- INSTRUCTIONS TO FOLLOW: Copy the entries below word for word, everything from the line containing "tall grass for overlay placement." down to the line containing "[555,510,657,554]", including both of those lines.

- SOURCE RECORDS:
▽

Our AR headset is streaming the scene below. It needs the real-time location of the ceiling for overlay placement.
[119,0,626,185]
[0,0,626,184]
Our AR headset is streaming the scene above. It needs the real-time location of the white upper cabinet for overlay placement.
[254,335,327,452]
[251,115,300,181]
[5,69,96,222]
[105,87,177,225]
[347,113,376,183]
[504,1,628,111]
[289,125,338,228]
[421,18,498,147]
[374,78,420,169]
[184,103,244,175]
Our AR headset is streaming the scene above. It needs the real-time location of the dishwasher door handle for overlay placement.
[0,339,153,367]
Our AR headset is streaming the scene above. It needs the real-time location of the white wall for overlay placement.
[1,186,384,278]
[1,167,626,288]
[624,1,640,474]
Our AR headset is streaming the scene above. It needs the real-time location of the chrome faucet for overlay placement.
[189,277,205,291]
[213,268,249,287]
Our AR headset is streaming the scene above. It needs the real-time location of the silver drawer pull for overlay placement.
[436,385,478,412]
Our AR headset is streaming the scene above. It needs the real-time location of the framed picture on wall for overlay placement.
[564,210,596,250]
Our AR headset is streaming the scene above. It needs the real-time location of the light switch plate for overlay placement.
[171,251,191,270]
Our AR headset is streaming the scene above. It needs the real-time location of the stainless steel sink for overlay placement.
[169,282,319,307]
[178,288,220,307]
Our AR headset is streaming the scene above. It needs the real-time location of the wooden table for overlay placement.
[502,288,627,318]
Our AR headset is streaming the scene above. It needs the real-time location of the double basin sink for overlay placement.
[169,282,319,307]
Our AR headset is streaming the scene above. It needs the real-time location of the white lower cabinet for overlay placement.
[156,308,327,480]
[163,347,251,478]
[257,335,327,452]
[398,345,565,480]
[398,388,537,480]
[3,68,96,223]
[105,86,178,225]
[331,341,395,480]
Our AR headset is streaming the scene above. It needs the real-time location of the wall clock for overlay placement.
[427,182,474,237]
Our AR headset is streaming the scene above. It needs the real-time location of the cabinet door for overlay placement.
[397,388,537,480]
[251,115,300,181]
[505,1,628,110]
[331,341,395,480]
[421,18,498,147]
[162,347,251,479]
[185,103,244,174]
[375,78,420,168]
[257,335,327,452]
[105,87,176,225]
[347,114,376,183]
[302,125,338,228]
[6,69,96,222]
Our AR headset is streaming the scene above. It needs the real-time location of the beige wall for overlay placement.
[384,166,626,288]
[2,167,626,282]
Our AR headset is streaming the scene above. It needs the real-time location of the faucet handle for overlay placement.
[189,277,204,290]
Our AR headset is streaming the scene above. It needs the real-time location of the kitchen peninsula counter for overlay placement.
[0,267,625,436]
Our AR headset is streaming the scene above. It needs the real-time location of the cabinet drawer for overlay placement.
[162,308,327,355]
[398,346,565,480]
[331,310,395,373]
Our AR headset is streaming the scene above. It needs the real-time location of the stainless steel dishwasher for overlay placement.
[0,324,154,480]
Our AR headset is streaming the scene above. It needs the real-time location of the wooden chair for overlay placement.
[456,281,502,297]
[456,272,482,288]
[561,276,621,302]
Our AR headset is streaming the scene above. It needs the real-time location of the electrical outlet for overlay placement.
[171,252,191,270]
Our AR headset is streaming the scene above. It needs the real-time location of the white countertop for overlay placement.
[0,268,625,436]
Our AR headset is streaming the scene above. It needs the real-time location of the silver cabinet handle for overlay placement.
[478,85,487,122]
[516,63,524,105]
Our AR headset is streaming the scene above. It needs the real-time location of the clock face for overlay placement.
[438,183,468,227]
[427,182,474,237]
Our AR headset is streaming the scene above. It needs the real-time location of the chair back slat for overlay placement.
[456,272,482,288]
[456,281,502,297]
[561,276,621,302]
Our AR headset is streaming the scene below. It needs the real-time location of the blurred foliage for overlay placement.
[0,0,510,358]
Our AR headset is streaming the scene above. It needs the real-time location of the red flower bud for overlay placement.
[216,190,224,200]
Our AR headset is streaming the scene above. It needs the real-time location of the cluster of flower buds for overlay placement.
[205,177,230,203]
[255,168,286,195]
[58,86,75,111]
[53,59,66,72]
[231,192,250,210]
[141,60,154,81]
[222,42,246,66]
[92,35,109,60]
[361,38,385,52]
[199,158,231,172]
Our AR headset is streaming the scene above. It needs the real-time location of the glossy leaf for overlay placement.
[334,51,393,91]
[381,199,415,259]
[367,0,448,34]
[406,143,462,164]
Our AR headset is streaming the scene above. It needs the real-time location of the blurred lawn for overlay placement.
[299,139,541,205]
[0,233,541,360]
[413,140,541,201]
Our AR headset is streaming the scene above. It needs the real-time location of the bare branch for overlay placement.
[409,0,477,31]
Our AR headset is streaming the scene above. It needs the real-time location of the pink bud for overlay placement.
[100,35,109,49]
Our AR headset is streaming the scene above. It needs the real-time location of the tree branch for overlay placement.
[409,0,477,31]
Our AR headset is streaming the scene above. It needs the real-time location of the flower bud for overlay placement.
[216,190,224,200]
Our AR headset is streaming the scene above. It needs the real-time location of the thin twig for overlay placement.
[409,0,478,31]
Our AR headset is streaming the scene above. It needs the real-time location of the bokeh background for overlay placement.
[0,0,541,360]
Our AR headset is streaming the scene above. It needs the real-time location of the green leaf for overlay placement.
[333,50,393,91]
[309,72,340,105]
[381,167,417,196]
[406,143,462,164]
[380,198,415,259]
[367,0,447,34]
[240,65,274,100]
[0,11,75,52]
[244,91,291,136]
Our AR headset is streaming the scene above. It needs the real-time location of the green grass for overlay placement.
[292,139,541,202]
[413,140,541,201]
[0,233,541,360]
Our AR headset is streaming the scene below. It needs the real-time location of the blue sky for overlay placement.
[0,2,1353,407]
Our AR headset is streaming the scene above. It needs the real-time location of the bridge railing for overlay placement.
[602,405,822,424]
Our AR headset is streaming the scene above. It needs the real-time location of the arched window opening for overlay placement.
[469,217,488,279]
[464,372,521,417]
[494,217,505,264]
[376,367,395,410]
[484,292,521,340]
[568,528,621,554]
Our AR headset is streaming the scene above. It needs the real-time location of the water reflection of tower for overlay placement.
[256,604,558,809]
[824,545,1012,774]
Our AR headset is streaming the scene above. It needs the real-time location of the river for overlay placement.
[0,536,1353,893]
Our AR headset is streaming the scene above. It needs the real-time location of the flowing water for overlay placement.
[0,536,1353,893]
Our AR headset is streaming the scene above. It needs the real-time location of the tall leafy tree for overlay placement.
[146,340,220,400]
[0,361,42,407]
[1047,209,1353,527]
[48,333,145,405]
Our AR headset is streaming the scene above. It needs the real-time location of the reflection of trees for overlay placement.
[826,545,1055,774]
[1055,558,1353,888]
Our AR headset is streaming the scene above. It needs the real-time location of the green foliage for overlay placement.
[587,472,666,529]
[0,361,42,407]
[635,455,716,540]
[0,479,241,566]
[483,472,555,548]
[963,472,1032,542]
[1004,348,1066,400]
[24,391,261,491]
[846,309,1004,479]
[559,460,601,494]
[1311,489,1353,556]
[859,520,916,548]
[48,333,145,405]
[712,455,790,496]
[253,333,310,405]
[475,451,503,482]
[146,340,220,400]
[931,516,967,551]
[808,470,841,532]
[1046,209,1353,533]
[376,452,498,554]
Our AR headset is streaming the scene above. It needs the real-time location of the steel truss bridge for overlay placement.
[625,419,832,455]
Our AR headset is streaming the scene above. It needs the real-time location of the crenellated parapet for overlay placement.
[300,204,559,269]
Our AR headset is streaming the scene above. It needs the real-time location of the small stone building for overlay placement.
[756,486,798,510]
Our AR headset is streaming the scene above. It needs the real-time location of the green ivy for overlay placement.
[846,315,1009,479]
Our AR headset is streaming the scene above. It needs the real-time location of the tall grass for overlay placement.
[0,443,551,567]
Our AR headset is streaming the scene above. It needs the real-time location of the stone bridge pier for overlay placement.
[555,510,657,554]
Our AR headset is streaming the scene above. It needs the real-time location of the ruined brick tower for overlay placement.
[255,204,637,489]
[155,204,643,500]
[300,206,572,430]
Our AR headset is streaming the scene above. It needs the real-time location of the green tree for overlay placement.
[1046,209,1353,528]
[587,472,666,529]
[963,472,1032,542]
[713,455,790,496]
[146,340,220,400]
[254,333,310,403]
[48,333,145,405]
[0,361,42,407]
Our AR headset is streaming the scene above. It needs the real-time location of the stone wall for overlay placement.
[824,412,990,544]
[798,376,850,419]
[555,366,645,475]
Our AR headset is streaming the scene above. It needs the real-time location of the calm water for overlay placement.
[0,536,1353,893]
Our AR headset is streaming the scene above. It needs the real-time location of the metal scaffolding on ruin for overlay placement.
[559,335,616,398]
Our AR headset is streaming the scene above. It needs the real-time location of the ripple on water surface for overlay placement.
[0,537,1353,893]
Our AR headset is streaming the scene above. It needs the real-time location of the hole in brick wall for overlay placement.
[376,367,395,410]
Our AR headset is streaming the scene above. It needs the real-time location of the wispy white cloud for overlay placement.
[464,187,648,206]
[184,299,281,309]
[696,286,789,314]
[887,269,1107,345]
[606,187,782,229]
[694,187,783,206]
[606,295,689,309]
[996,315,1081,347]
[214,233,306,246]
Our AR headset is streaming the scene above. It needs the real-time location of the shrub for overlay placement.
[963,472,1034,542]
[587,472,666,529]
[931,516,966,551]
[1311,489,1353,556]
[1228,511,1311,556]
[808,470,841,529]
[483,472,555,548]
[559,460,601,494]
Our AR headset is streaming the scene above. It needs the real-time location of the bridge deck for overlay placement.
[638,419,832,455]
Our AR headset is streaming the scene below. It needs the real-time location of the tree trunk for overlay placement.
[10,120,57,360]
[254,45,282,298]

△

- RESULT:
Our AR headset is streaming the scene above. It needs the real-time location of the tall grass for overlay placement.
[0,443,551,567]
Our AR headset is streaming the scene above. It needs the real-time location of the stone bridge pier for overlay placement.
[555,510,657,554]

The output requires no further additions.